--- PROBLEM STATEMENT ---
Copy out the listing from the line that contains "Within an <instance>" through the line that contains "box: [138, 140, 177, 228]", with both of those lines included. Keep every character the same.

--- AVAILABLE DATA ---
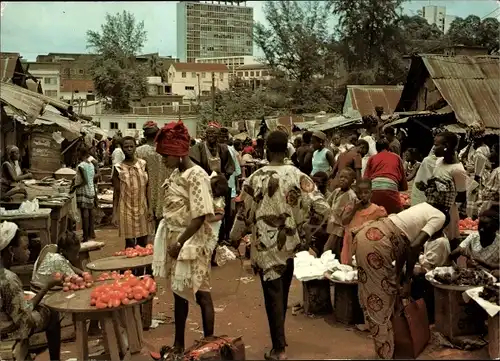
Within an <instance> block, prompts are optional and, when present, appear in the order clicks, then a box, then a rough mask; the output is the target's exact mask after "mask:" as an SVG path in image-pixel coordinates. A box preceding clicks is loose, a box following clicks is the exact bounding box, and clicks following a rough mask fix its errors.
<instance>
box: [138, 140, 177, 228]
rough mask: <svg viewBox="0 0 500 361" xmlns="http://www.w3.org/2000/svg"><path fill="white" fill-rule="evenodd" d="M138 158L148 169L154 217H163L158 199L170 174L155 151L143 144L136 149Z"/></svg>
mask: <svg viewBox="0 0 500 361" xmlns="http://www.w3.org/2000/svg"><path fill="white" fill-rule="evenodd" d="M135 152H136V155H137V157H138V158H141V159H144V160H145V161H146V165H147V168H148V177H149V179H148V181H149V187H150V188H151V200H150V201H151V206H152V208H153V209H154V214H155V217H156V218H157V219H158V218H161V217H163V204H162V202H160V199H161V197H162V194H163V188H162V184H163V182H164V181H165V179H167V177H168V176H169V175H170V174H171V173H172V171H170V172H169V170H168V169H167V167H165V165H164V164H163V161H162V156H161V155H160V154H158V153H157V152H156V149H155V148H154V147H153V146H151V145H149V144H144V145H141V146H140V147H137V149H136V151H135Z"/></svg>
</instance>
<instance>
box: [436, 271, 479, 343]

...

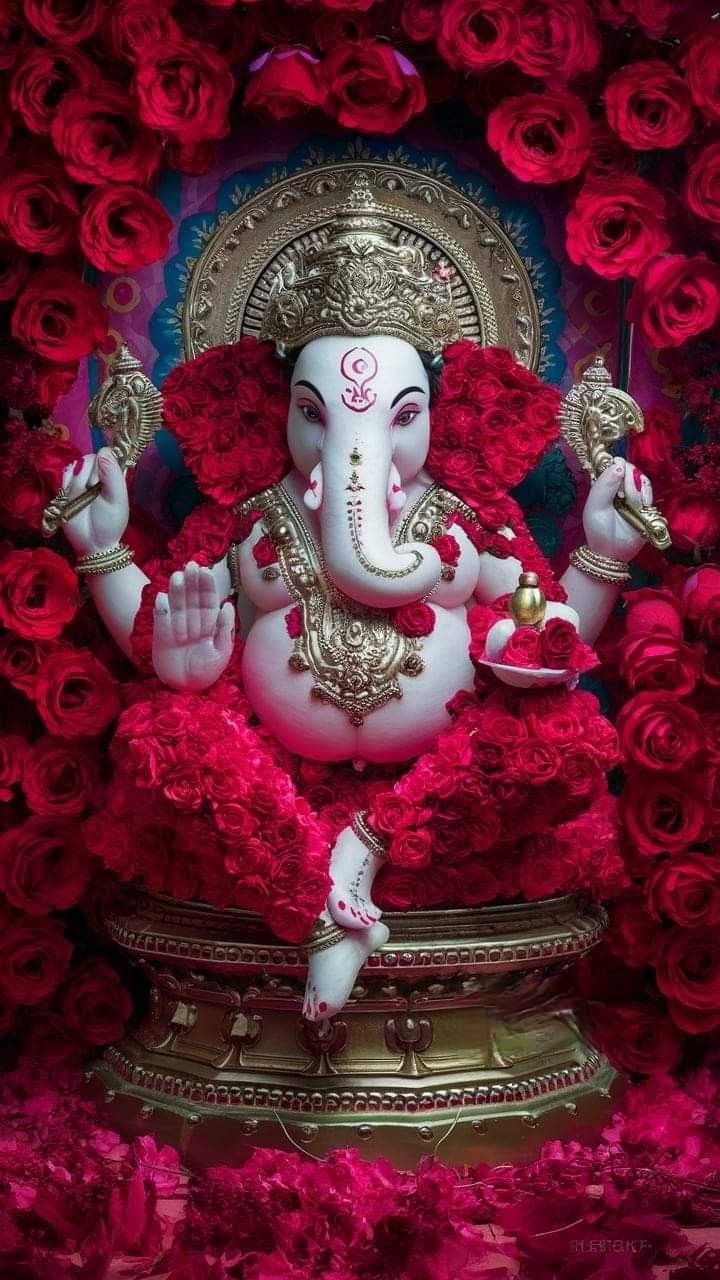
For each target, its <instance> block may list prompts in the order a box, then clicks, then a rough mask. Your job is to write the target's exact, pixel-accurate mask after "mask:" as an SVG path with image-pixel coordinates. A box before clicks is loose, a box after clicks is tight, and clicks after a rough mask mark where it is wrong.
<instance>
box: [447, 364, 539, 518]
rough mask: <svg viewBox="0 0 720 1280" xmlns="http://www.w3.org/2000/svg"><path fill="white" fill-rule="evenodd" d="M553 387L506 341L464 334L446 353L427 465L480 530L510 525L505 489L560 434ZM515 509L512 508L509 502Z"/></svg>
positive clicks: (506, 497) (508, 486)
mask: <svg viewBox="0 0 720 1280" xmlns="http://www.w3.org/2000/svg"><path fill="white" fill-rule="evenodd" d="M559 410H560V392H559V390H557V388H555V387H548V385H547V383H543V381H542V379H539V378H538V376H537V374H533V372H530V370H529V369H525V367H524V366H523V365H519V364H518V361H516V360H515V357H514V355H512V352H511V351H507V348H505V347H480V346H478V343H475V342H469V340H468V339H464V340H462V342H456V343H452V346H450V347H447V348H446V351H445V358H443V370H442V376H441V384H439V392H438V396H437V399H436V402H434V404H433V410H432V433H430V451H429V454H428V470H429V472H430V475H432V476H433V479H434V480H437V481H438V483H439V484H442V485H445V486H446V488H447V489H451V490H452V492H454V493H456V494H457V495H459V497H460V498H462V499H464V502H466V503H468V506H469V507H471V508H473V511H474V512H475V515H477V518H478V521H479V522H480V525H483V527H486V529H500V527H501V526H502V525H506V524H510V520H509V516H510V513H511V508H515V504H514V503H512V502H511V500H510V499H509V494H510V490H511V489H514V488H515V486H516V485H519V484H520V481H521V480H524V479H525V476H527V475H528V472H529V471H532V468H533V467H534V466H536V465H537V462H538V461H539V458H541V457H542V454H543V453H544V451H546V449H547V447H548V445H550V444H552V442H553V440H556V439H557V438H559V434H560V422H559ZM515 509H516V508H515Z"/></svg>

--- THE COMPLETED TASK ---
Within an <instance> block, prompts are optional and, when present, appear in the order clicks, then a box, then a rough mask; the output is the target's exact mask after "mask:" as an SVG path in image-pixel coordinates. A box preceding clicks is loose, a box following clicks is the exact bounding box, and clicks following a rough mask fix its errors.
<instance>
box: [138, 140, 177, 228]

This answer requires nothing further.